══ 本文抜粋

留学を成功させるための秘訣「4S」
北澤 耕司
京都府立医科大学 眼科医
Buck Institute for Research on Aging、客員研究員
今のご職業に就くと決めた時期は?
高校生の頃に医師を目指すことを決めました。医学生の時に出会った、当時の眼科学教室の教授に感銘を受け眼科医を目指しました。眼科医になった後、臨床現場での限界を感じ、徐々に医師・研究者としての道を志しました。
今のご職業に就くためにどう動きましたか?就職に成功した秘訣は?
眼科医・研究者としての道に進むために眼科学の歴史を最初に勉強しました。そうすることでunmet medical needを考えることができ、今後の目指す方向性を自分でイメージすることができました。具体的には、まずは日本語でたくさんのレビュー論文を読み、国内でどこの大学の誰がどのような研究をしていて、どこまでのことがわかっているかを把握し、その次に英語のレビュー論文を読み、海外での動向を同様の方法で勉強しました。その結果、海外留学し、独自の分野を作る必要性を感じ、準備を開始しました。

════
══ 提供資料

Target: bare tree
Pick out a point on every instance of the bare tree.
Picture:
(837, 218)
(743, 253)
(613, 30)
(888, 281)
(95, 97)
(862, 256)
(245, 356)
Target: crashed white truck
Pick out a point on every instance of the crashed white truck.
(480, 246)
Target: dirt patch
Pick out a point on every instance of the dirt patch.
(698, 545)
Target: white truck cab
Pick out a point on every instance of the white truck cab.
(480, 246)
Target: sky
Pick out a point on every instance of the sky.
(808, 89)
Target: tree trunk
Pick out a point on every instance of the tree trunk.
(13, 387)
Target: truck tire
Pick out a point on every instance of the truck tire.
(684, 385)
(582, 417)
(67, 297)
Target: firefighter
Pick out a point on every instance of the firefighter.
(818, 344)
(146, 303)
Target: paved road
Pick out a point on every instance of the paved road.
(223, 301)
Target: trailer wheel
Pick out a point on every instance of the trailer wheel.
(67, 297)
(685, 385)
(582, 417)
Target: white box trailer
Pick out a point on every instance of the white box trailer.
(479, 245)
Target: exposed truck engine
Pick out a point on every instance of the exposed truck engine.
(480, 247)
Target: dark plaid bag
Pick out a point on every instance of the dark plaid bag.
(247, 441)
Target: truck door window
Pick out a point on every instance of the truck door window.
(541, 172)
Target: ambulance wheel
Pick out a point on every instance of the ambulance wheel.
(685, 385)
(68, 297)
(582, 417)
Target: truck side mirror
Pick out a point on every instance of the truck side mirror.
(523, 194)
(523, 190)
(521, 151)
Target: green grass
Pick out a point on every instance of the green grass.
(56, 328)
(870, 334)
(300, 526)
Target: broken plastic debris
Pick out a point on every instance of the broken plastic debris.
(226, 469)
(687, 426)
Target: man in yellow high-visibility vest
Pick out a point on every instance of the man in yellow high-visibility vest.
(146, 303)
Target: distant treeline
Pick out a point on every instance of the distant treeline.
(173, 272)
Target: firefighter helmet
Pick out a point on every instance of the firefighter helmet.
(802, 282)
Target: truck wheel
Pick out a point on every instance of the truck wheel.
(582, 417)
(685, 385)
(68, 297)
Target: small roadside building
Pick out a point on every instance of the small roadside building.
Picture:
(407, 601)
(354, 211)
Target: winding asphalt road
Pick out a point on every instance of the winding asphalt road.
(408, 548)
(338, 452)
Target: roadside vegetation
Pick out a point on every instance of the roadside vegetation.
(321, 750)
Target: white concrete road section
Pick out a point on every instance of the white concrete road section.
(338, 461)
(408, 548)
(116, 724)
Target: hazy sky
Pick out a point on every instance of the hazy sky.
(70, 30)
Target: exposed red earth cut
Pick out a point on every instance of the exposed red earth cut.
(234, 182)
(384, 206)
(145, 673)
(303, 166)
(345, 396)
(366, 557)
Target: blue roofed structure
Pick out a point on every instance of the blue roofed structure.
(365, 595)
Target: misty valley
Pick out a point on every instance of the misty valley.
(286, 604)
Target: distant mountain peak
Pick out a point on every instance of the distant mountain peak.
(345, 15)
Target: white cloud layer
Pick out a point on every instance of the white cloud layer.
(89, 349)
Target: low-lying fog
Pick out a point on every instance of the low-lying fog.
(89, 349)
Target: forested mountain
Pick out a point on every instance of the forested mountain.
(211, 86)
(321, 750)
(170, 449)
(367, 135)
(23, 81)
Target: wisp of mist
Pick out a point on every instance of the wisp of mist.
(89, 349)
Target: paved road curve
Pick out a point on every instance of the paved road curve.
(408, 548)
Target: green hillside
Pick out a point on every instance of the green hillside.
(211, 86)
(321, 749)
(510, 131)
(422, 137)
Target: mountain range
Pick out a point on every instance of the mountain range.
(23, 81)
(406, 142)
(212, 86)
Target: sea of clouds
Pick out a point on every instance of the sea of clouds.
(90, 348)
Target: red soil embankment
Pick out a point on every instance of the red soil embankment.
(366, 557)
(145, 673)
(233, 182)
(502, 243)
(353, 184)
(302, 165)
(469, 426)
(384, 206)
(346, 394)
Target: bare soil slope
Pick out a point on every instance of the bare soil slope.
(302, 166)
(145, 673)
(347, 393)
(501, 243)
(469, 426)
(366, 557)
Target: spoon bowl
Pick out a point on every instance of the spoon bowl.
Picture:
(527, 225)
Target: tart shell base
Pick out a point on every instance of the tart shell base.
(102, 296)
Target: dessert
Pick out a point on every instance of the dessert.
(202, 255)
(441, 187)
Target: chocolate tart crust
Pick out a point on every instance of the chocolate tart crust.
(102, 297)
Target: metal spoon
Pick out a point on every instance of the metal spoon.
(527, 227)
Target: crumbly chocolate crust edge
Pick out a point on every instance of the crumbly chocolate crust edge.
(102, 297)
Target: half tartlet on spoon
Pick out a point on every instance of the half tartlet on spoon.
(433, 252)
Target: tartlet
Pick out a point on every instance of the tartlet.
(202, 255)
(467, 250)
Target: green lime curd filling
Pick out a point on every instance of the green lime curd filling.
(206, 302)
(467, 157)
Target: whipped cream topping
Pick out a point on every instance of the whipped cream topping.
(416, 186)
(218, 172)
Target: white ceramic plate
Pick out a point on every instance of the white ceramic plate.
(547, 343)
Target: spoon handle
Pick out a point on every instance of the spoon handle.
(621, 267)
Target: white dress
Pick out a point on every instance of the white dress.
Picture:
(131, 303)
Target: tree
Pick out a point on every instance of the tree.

════

* **作業指示 1**
インタビューで「眼科医・研究者としての道に進むために」で始まる段落を、主な事実を残したまま箇条書きで短くまとめてもらえますか?
* **作業指示 2**
インタビューの続きを、最後の文のあとから書き足してください。

* **回答 1**
- 最初に眼科学の歴史を勉強した。
- それによって unmet medical need を考えられるようになり、今後の方向性を自分でイメージできた。
- まず日本語のレビュー論文を多く読み、国内でどの大学の誰がどんな研究をしていて、どこまでわかっているかを把握した。
- 次に英語のレビュー論文を読み、海外の動向を同じ方法で学んだ。
- その結果、海外留学して独自の分野を作る必要性を感じ、準備を始めた。

* **回答 2**
まずは資金調達です。申請可能な海外支援フェローシップを可能な限り調べ、過去の受賞者がどれくらいの業績で受賞しているかを調べて、それをモチベーションにして業績を重ねました。そして多くの海外支援フェローシップに応募し、留学資金を獲得しました。次に、留学先を探しました。人生100年時代の今飛び込む領域は“老化研究”であること、留学直前に抗老化治療薬“セノリィティクス”の臨床試験がアメリカのベンチャー会社で始まっていることから、そのお膝元である米国唯一の老化研究所、Buck Institute for Research on Agingに、知り合いもいない中飛び込み、“眼”と“細胞老化”というテーマの研究を開始しました。
先日、ボスに「なぜ、面識がなかった、しかもただの眼科医であった、私を研究室に受け入れたのか?」と興味本位で聞きました。いつも世界中からたくさんの研究室受け入れ依頼が来るのに、なぜ私を?という疑問がずっとあったからです。返ってきた返事は次の通りでした。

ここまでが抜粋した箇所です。